#### AUFGABENSTELLUNG
Setze den Text über das Schreiben von Memoiren im Alter nach seinem letzten Satz fort.

Memoiren

„Jeder sollte seine Memoiren schreiben“ - live Interview auf HR2

Memoiren schreiben gibt es seit der Antike! Da waren es Kriegshelden, wie Julius Caesar, der über seine Schlachten berichtete, doch heute, im Zeitalter des Sich-Vermarktens, sind sie bei Politikern, Sportlern und Showstars besonders hoch im Kurs. Gerade hat Ex-Kanzlerin Angela Merkel mit ihrem 700 Seiten Buch FREIHEIT für großes Medienecho gesorgt. Aus diesem Anlass hat der Hessische Rundfunkt HR2 im Rahmen der Sendereihe ZUM TAG das Memoirenschreiben von verschiedenen Seiten beleuchtet. Der Titel der Sendung war Zur Erinnerung: die eigene Geschichte schreiben.

In diesem Podcast sprechen ein Politikwissenschaftler und ein Historiker über die Qualität von Merkels Memoiren, es gibt auch Zitate von Ireen Sheer über den ersten Teil ihrer Memoiren, die meinte, es war mehr Arbeit als gedacht. Ein Ghostwriter berichtet, wie er die Memoiren von Sportlern schreibt und dabei fremde Leben erleben darf. Und schließlich hat man mich eingeladen, um mit mir darüber zu diskutieren warum es eigentlich für jeden Sinn macht, seine eigenen Memoiren zu schreiben. Live Interview von Minute 44:30 – 51:38

Ich habe schon zwei Mal über dieses Thema geschrieben (Warum Memoiren schreiben gut tut und Memoiren – mehr als nur Erinnerung ) und möchte euch mit diesem Interview einfach noch einmal daran erinnern, dass diese Selbstreflexion des eigenen Lebens - oder auch nur besonderer Lebensabschnitte - eine wichtige Entwicklungsaufgabe im Alter ist. Es geht nicht darum sich zu beweihräuchern, auch nicht um sentimentales Schwelgen oder vielleicht auch nur an Altem festzuhalten. Es geht um Reflexion, sich darüber klar zu werden was wichtig und schön war und was nicht (!) und darum, mit sich und dem eigenen Weg im Reinen zu sein.

Memoirenschreiben ist inzwischen in der Altersforschung als identitätsstiftende und besonders sinnvolle Tätigkeit anerkannt [i]. Studien zeigen, dass Menschen, die sich mit ihren autobiografischen Erinnerungen beschäftigen, weniger depressiv und geistig beweglicher sind. Das trifft allerdings nicht zu, wenn in der Biographiearbeit nur die Vergangenheit glorifiziert oder primär anderen Menschen oder der Zeitgeschichte oder den Umständen Schuld zugewiesen wird.

#### EINGABEDATEN

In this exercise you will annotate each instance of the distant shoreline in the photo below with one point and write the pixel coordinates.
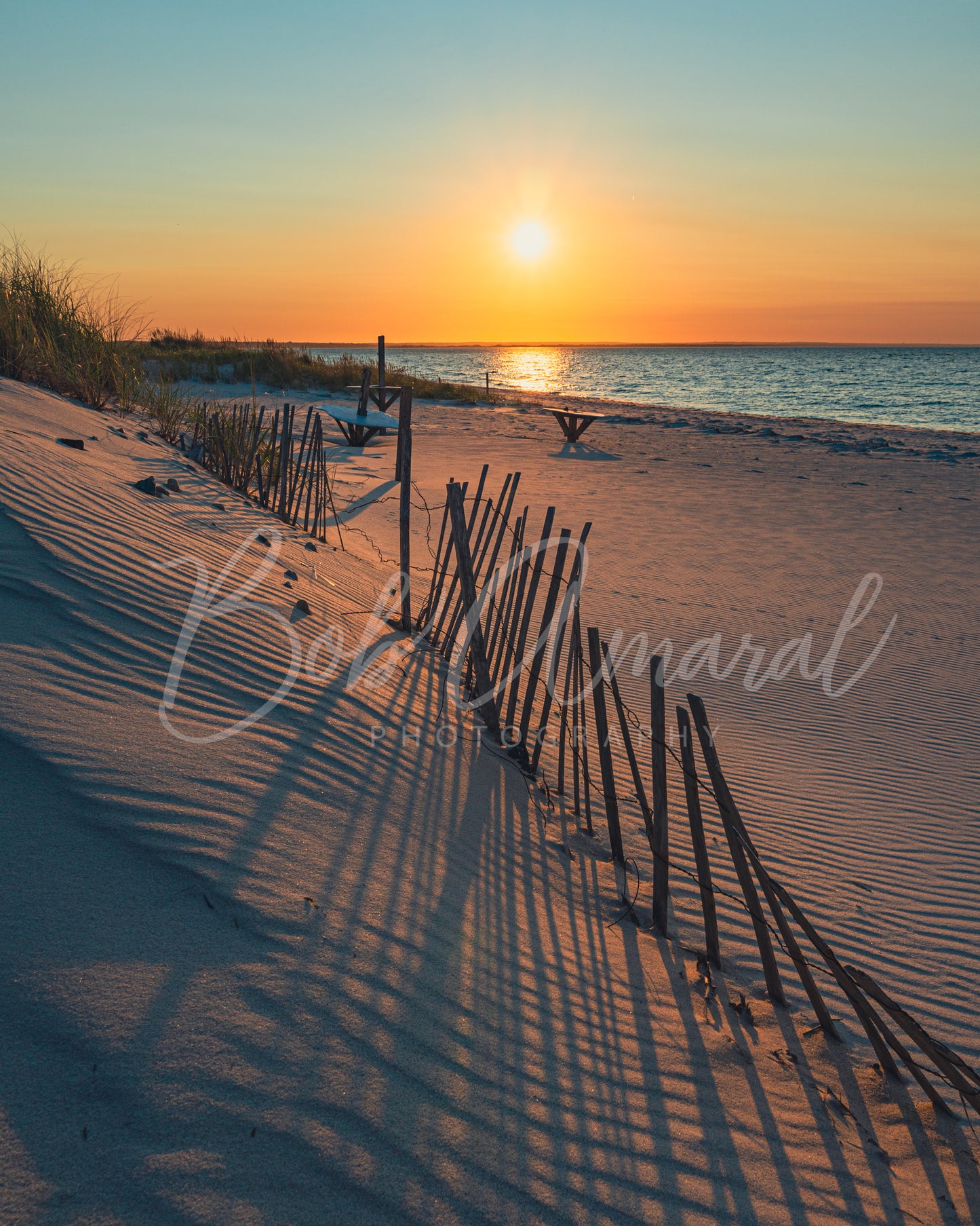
(629, 345)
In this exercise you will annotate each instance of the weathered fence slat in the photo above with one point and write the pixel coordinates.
(486, 706)
(603, 748)
(726, 805)
(697, 839)
(658, 770)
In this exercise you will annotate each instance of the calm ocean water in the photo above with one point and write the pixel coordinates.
(935, 385)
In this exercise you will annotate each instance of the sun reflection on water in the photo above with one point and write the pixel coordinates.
(532, 369)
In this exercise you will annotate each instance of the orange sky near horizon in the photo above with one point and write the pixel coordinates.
(702, 176)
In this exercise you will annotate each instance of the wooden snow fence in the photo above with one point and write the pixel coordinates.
(505, 597)
(271, 460)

#### ERGEBNIS
Foto Helga Prazak: Im Helikopter unterwegs zu einer Produktionsanlage

 

Hier meine TAKEAWAYS, die euch vielleicht INSPIRIERen, diesen Schritt zu machen.

  • Wir kennen Memoiren meist nur von Celebrities und die schreiben mit einem bestimmten Fokus für ein Publikum. Aber ehrlich: Am interessantesten ist doch mein eigenes Leben! Auch, wenn es nach außen nicht so spektakulär war, wie das der Celebrities. Jedes Leben ist reich an Erfahrungen!

  • Natürlich kennen wir uns, aber durch die bewusste Auswahl der Erinnerungen triffst du eine bewusste Entscheidung, was dir wichtig ist.

  • Die Form (schriftlich oder als Tonaufnahme), der Umfang, die Zielsetzung oder der Lebensabschnitt sind völlig frei wählbar, es muss einfach nur zu dir passen und dir etwas bedeuten.

  • Entscheidend ist, WIE man zurückschaut, also die Einstellung dazu. Schaut man voll Wehmut zurück und führt sich permanent vor Augen, was man alles jetzt nicht mehr hat, oder hält voll Ärger und Groll nur solche Situationen fest, so führt das zur Verbitterung und die tut niemandem gut, schon gar nicht unserer Gesundheit!
    Man kann aber auch neugierig zurückschauen, was man Neues im eigenen Leben entdeckt, jetzt, wo man Abstand hat und um viele Erlebnisse reicher ist. So kann man sich die “eingebrachte Ernte” anschauen: Gutes und Schlechtes, und möglichst ohne Wertung. Und dann kommt der entscheidende Schritt: an dieser Stelle hast du die große Freiheit der persönlichen Einstellung dazu.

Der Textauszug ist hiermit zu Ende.